> TWOJE ZADANIA:
1. Wypisz nicki wszystkich osób, które we fragmencie o trasie nr 7 dodały post w piątek 21 września 2007.
2. Wybierz z wpisów wszystkie linijki, w których jest słowo "leaf", i przepisz je.

----- WYBRANY FRAGMENT -----

MB/8 Club Poland - Klub i forum miłośników samochodów Mercedes-Benz https://forum.w114-115.org.pl/ |
|
Siódemka https://forum.w114-115.org.pl/viewtopic.php?f=1&t=28678 |
Strona 1 z 7 |
Autor: | kali [ pt wrz 21, 2007 10:09 pm ] |
Tytuł: | Siódemka |
tak sobie jeżdże ostatnio po Polsce i włosy mi się jeżą nie tylko na głowie. Wczoraj jechałem trasą nr 7 z Warszawy do Worlin koło Łukty, dzień piekny i słoneczny ![]() i w związku z tym, że jechałem sam wzięło mnie na przemyślenia. Dokąd tak spieszą się ci ludzie ? I ile razy im sie uda ? ![]() ![]() ![]() ![]() |
Autor: | master [ pt wrz 21, 2007 10:18 pm ] |
Tytuł: | |
słynna siódemka, zwana przez Pomorzan "warszawianką" (bez urazy), do tego zbliżyć się w okolice elbląga i mamy wyprzedzanie na czwartego (jakieś tam podwójne ciągłe, wysepki + drogowcy na poboczu) ... codzienny widok ![]() ![]() |
Autor: | And [ pt wrz 21, 2007 10:59 pm ] |
Tytuł: | |
No oni wszyscy po złej stronie drogi jadą.... Szaleńcy.... ![]() |
Autor: | filippo [ pt wrz 21, 2007 11:49 pm ] |
Tytuł: | foty... |
Robienie fotek w czasie jazdy też do najbezpieczniejszych nie należy ![]() |
Autor: | piotras [ sob wrz 22, 2007 12:37 am ] |
Tytuł: | |
Nie wiem kto jest większym szaleńcem?? Czy ten kto wyprzedza,czy ten,który robi zdjęcia w czasie jazdy ![]() ![]() |
Autor: | holyfido [ sob wrz 22, 2007 12:49 am ] |
Tytuł: | |
wycieraczki sie skonczyly ![]() |
Autor: | buckswizz [ sob wrz 22, 2007 9:35 am ] |
Tytuł: | |
dajcie spokój Panowie,a sprawia Wam przyjemnosc jazda za tirem lub inną zawalidrogą??? mi wcale- nie mówie jednak o szaleńczej pogoni za dniem wczorajszym,ale o płynnym poruszaniu sie-co w PL nie należy łatwosci !!! |
Autor: | holyfido [ sob wrz 22, 2007 9:52 am ] |
Tytuł: | |
a sprawia Wam przyjemnosc jazda za tirem lub inną zawalidrogą??? Za takimi slowami czesto stoi tlumaczenie sie z tego, ze samemu sie jezdzi jak wariat. Bo zawalidroga, bo dymi, bo baba, bo maluch, bo to bo tamto. W rzeczywistosci kazdy przed soba usprawiedliwia, to ze nie ma zamiaru jechac te 90 km/h poza miastem i 50 w miescie. W sprawie tych fotek, to wyprzedzanie przed szczytem na ciaglej i wyprzedzanie na luku tak jak to zostalo uwiecznione to przegiecie. Czesto natomiast zdaza mi sie zjezdzac na pobocze bo ktos mnie chce wyprzedzic, zjezdzam wtedy, auto z naprzeciwka tez zjezdza i tworzy sie dodatkowy pas. Na prostej drodze nic niebezpiecznego. |
Autor: | Ken.dzior [ sob wrz 22, 2007 10:46 am ] |
Tytuł: | |
To raczej normalka. Mozna dobrze zaobserwowac ze wiekszosc kierowców z rejestracjami na 'W' nie wie co to znaczy podziekowac, chociaz tak fajnie siedzialo sie na zderzaku... oczywiscie nie chce tu generalizowac, ale taka jest moja obserwacja. Natomiast im blizej Gdańska to wiecej takich podziekowan, choc jazda wcale nie lepsza. |
Autor: | Omen [ sob wrz 22, 2007 10:49 am ] |
Tytuł: | |
Ken.dzior pisze: To raczej normalka. Mozna dobrze zaobserwowac ze wiekszosc kierowców z rejestracjami na 'W' nie wie co to znaczy podziekowac, chociaz tak fajnie siedzialo sie na zderzaku...

----- ZAPISANE DANE -----

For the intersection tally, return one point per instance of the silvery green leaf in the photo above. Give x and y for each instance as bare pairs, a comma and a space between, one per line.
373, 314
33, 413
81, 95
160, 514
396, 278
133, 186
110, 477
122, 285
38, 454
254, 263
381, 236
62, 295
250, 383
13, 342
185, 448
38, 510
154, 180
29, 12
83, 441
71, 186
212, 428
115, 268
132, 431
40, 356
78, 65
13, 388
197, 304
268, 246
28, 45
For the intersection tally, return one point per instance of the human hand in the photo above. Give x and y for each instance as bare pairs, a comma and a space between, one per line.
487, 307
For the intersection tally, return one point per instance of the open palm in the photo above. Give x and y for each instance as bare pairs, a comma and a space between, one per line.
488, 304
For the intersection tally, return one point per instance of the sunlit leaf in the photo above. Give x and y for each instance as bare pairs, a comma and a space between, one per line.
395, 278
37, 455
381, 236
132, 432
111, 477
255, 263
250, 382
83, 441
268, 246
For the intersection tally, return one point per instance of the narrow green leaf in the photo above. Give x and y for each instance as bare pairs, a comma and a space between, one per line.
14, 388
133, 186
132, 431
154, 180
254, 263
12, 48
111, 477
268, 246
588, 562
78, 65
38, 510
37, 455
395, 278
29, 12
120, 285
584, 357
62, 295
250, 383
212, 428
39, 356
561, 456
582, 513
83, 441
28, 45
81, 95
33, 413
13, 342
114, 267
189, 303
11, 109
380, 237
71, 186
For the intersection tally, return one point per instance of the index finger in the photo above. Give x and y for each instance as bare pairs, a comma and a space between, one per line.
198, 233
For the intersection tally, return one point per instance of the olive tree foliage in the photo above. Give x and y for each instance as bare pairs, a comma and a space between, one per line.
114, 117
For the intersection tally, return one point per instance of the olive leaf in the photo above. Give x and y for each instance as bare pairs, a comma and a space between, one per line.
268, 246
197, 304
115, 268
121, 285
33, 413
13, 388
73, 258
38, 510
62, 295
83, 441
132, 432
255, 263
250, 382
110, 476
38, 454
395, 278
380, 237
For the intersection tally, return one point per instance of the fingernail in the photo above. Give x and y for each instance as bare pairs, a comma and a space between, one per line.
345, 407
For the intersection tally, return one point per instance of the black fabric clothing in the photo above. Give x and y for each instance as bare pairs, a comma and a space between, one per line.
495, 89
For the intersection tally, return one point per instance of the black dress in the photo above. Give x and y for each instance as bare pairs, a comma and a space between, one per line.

-----

> ODPOWIEDZI DO ZADAŃ:
1. kali, master, And, filippo

2.
For the intersection tally, return one point per instance of the silvery green leaf in the photo above. Give x and y for each instance as bare pairs, a comma and a space between, one per line.
For the intersection tally, return one point per instance of the sunlit leaf in the photo above. Give x and y for each instance as bare pairs, a comma and a space between, one per line.
For the intersection tally, return one point per instance of the narrow green leaf in the photo above. Give x and y for each instance as bare pairs, a comma and a space between, one per line.
For the intersection tally, return one point per instance of the olive leaf in the photo above. Give x and y for each instance as bare pairs, a comma and a space between, one per line.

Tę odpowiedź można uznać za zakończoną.